Task input START

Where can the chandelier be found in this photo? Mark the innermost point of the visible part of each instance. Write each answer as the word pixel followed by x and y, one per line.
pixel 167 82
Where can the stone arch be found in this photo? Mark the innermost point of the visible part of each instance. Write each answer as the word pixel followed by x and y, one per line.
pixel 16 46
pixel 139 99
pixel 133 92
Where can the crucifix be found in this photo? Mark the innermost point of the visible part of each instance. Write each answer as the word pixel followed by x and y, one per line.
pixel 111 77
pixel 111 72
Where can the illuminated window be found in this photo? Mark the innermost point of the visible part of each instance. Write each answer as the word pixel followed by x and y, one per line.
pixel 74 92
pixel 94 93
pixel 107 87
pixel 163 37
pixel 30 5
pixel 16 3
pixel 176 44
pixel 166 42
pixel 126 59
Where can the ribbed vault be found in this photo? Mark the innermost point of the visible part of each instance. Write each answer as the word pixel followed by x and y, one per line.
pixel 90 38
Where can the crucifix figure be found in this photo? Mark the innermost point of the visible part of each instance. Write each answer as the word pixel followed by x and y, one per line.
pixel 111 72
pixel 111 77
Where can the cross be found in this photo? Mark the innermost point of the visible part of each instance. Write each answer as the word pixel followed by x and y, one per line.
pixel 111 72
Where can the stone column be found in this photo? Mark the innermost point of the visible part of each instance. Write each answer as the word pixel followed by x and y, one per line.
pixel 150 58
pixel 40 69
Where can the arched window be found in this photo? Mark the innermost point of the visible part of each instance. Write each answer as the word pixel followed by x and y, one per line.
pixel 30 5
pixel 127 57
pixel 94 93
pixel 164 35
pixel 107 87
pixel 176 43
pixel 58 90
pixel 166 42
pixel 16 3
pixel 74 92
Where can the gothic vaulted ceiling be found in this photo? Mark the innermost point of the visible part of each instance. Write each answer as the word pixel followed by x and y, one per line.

Task input END

» What you need to do
This calls for all of the entries above, repeated exactly.

» Result of this task
Where can the chandelier be found in this photo? Mark the innermost point of the visible part of each instance. Write each answer as the word pixel followed by x and y, one per line.
pixel 167 82
Where can the stone arch be found in this photo? Mark the innermost point of the visible part of each instance. Write each answer as the word pixel followed by x and y, one per line.
pixel 16 46
pixel 139 99
pixel 133 92
Where can the crucifix be found in this photo? Mark the innermost point of the visible part of each instance. Write each answer as the word pixel followed by x and y, one per line.
pixel 111 77
pixel 111 72
Where can the illuminated window be found in this photo? Mark the innermost point of the visible part of each instance. Write each answer as the word pixel followed by x and y, one per line.
pixel 74 92
pixel 94 93
pixel 107 87
pixel 163 37
pixel 30 5
pixel 16 3
pixel 176 44
pixel 166 42
pixel 126 59
Where can the ribbed vault be found in this photo? Mark the innermost point of the visible part of each instance. Write each answer as the word pixel followed by x and y, one per line.
pixel 90 38
Where can the crucifix figure be found in this photo? Mark the innermost point of the visible part of each instance. Write each answer as the word pixel followed by x and y, one per line.
pixel 111 72
pixel 111 77
Where can the cross be found in this photo? Mark the innermost point of the visible part of each instance. Write each answer as the word pixel followed by x and y, one per line.
pixel 111 72
Where can the stone column be found in this photo? Mark the innermost point of the visible part of each instance. Write each answer as the word pixel followed by x and y, one per line.
pixel 150 58
pixel 40 69
Where can the arched window be found in this photo? Mark the innermost point of the visible part of each instance. Write each answer as the word pixel followed by x and y, one per line.
pixel 30 5
pixel 127 57
pixel 94 93
pixel 164 35
pixel 107 87
pixel 176 43
pixel 58 90
pixel 166 42
pixel 16 3
pixel 74 92
Where can the gothic vaulted ceiling be found in this photo? Mark the innermost point of the visible part of each instance. Write each answer as the word pixel followed by x and y, one per line.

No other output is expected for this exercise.